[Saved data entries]
'''

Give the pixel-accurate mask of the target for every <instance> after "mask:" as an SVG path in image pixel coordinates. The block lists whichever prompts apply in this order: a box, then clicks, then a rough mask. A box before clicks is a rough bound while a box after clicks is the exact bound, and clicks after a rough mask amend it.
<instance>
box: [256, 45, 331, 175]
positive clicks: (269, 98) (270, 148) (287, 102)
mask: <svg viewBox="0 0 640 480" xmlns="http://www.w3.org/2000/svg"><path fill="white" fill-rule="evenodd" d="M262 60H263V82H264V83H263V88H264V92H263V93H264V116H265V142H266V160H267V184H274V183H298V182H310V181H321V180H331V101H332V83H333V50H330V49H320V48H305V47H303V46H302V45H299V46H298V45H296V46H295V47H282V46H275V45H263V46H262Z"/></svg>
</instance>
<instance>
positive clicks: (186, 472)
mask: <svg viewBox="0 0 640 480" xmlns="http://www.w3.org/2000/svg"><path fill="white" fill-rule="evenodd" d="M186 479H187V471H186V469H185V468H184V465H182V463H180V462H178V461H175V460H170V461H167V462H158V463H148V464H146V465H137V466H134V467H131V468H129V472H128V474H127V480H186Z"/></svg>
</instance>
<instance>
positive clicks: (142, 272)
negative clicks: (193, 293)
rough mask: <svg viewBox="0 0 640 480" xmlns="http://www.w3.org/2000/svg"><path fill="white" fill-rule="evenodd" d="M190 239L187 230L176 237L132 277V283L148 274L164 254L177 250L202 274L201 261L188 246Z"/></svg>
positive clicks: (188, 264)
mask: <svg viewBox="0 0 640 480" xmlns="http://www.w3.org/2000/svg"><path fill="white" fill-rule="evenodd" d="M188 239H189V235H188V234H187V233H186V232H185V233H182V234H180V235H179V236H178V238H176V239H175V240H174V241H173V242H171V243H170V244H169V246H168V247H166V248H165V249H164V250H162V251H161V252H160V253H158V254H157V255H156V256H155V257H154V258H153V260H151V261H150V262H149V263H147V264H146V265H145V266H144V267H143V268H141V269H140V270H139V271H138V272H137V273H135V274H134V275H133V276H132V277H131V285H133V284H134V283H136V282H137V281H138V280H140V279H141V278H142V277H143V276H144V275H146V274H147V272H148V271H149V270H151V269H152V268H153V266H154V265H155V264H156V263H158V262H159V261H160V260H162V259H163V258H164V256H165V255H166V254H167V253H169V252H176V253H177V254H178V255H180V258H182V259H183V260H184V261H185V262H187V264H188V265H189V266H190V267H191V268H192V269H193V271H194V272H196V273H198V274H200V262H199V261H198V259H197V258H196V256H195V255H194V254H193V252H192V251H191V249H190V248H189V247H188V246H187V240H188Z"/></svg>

'''

- [EXERCISE DETAILS]
Reproduce the entire listing above verbatim, line by line.

- [SOLUTION TO THIS TASK]
Give the pixel-accurate mask of the target for every <instance> after "mask:" as an SVG path in image pixel coordinates. The block lists whichever prompts apply in this order: a box, then clicks, then a rough mask. A box before clicks is a rough bound while a box after clicks is the exact bound, and clicks after a rough mask amend it.
<instance>
box: [256, 45, 331, 175]
positive clicks: (269, 98) (270, 148) (287, 102)
mask: <svg viewBox="0 0 640 480" xmlns="http://www.w3.org/2000/svg"><path fill="white" fill-rule="evenodd" d="M262 60H263V82H264V83H263V88H264V92H263V93H264V116H265V142H266V160H267V184H274V183H298V182H310V181H321V180H331V101H332V83H333V50H330V49H320V48H305V47H303V46H302V45H299V46H298V45H296V46H295V47H282V46H275V45H263V46H262Z"/></svg>
</instance>
<instance>
positive clicks: (186, 472)
mask: <svg viewBox="0 0 640 480" xmlns="http://www.w3.org/2000/svg"><path fill="white" fill-rule="evenodd" d="M186 479H187V471H186V469H185V468H184V465H182V463H180V462H178V461H175V460H170V461H167V462H158V463H148V464H146V465H137V466H134V467H131V468H129V472H128V474H127V480H186Z"/></svg>
</instance>
<instance>
positive clicks: (142, 272)
negative clicks: (193, 293)
rough mask: <svg viewBox="0 0 640 480" xmlns="http://www.w3.org/2000/svg"><path fill="white" fill-rule="evenodd" d="M190 239L187 230L176 237L132 277V283L148 274L164 254L177 250L202 274L201 261L188 246Z"/></svg>
positive clicks: (188, 264)
mask: <svg viewBox="0 0 640 480" xmlns="http://www.w3.org/2000/svg"><path fill="white" fill-rule="evenodd" d="M188 239H189V235H188V234H187V233H186V232H185V233H182V234H180V235H179V236H178V238H176V239H175V240H174V241H173V242H171V243H170V244H169V246H168V247H166V248H165V249H164V250H162V251H161V252H160V253H158V254H157V255H156V256H155V257H154V258H153V260H151V261H150V262H149V263H147V264H146V265H145V266H144V267H143V268H141V269H140V270H139V271H138V272H137V273H135V274H134V275H133V276H132V277H131V285H133V284H134V283H136V282H137V281H138V280H140V279H141V278H142V277H143V276H144V275H146V274H147V272H148V271H149V270H151V269H152V268H153V266H154V265H155V264H156V263H158V262H159V261H160V260H162V259H163V258H164V256H165V255H166V254H167V253H169V252H176V253H177V254H178V255H180V258H182V259H183V260H184V261H185V262H187V264H188V265H189V266H190V267H191V268H192V269H193V271H194V272H196V273H198V274H200V262H199V261H198V259H197V258H196V256H195V255H194V254H193V252H192V251H191V249H190V248H189V247H188V246H187V240H188Z"/></svg>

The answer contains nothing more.